PAGE EXCERPT —
# # #
Before joining Sony, I was in charge of dispatching information on company culture and products using the web and mobile phones in the Advertising Department of a multinational cosmetics company. As I gained experience there, I eventually came to feel that I wanted to expand my own boundaries. It was right around that time that I learned about Sony, and its potential as a global player to influence society through its business practices. It was then that I decided to join the company hoping that I would also be able to take on bigger challenges and enhance myself as a person.
After joining Sony, I participated in the launch of a subsidiary engaged in transmitting data broadcasts which was at the frontline in the networking field. The work involved not only the Internet, but also broadcasting, so I felt it was a great chance to expand my professional skills in the network business and also learn new things. However the most appealing part of it was the challenge of starting up a new company from scratch. I had always enjoyed creating new projects, so I was highly motivated towards a project like this where I could actually oversee everything from planning and development from the ground up and all the way through to the end user.
# # #
DATA SHOWN —
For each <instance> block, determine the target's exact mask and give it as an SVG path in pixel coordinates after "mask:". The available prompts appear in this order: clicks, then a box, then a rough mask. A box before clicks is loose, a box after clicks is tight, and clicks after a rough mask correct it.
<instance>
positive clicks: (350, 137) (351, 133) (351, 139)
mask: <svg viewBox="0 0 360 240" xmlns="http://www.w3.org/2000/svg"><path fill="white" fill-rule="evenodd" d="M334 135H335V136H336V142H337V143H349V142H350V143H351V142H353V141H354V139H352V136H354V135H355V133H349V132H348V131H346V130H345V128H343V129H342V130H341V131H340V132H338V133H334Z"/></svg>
# # #
ACTION ITEM —
From the account above of joining Sony, return the passage word for word, starting at the words "Before joining Sony, I" and stopping after "as a person.".

TASK RESULT —
Before joining Sony, I was in charge of dispatching information on company culture and products using the web and mobile phones in the Advertising Department of a multinational cosmetics company. As I gained experience there, I eventually came to feel that I wanted to expand my own boundaries. It was right around that time that I learned about Sony, and its potential as a global player to influence society through its business practices. It was then that I decided to join the company hoping that I would also be able to take on bigger challenges and enhance myself as a person.